• _RECORDS FOR THE TASK_:
+ + +

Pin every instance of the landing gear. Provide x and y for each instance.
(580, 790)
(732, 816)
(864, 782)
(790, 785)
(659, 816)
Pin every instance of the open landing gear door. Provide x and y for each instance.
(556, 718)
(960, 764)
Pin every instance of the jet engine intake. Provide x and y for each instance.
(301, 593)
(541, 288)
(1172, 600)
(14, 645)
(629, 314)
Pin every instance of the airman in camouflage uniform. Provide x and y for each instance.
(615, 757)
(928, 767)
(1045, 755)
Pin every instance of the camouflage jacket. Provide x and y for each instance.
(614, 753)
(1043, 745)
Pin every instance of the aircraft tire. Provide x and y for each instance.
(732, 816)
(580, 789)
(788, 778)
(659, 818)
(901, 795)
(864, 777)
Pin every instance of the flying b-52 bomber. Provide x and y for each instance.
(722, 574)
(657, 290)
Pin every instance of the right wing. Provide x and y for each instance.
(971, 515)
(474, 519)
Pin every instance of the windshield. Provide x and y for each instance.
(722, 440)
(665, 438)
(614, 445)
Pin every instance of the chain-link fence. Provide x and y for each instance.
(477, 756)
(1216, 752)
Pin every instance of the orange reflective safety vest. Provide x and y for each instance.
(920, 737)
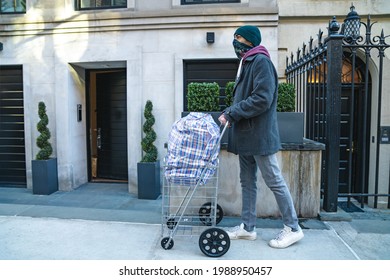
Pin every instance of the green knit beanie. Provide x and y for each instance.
(250, 33)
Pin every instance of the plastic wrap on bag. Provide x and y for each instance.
(192, 147)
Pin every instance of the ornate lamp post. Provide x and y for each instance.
(352, 24)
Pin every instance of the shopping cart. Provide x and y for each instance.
(189, 208)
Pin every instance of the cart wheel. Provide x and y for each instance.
(165, 245)
(214, 242)
(205, 214)
(171, 223)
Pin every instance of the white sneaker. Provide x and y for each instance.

+ + +

• _EXERCISE PROMPT_: Set down the material exactly, every line of it, except for the pictures.

• _OUTPUT_:
Pin every instance of the landing gear. Provide x and y for each instance.
(580, 790)
(732, 816)
(864, 782)
(790, 785)
(659, 816)
Pin every instance of the open landing gear door. Provide x and y for each instance.
(556, 718)
(960, 764)
Pin every instance of the jet engine intake. Provide x and y for each instance.
(301, 593)
(541, 288)
(1172, 600)
(14, 645)
(629, 314)
Pin every instance of the airman in camouflage uniform. Provide x and y for each instance.
(615, 757)
(928, 767)
(1045, 755)
Pin every instance of the camouflage jacket. Provide x and y for each instance.
(614, 753)
(1043, 745)
Pin every instance of the aircraft tire. Provide x and y for each instance.
(732, 816)
(580, 789)
(788, 778)
(659, 818)
(901, 795)
(864, 777)
Pin every instance of the flying b-52 bomber. Provide x and y for each instance.
(722, 574)
(657, 290)
Pin every instance of the right wing. Provide x and y for each instance.
(971, 515)
(474, 519)
Pin every instance of the windshield. Provide x and y for each instance.
(722, 440)
(665, 438)
(614, 445)
Pin every instance of the chain-link fence. Provide x and y for each instance.
(477, 756)
(1216, 752)
Pin every instance of the orange reflective safety vest. Provide x and y for each instance.
(920, 737)
Pin every instance of the green knit beanie. Provide x and y for each instance.
(250, 33)
Pin every instance of the plastic wrap on bag. Provide x and y for each instance.
(192, 147)
Pin every instance of the ornate lamp post. Provide x and y for each instance.
(352, 24)
Pin every instance of the shopping cart. Provide x and y for each instance.
(189, 208)
Pin every instance of the cart wheel. Provide x and y for each instance.
(165, 245)
(214, 242)
(205, 214)
(171, 223)
Pin every instance of the white sneaker. Provide x and y for each instance.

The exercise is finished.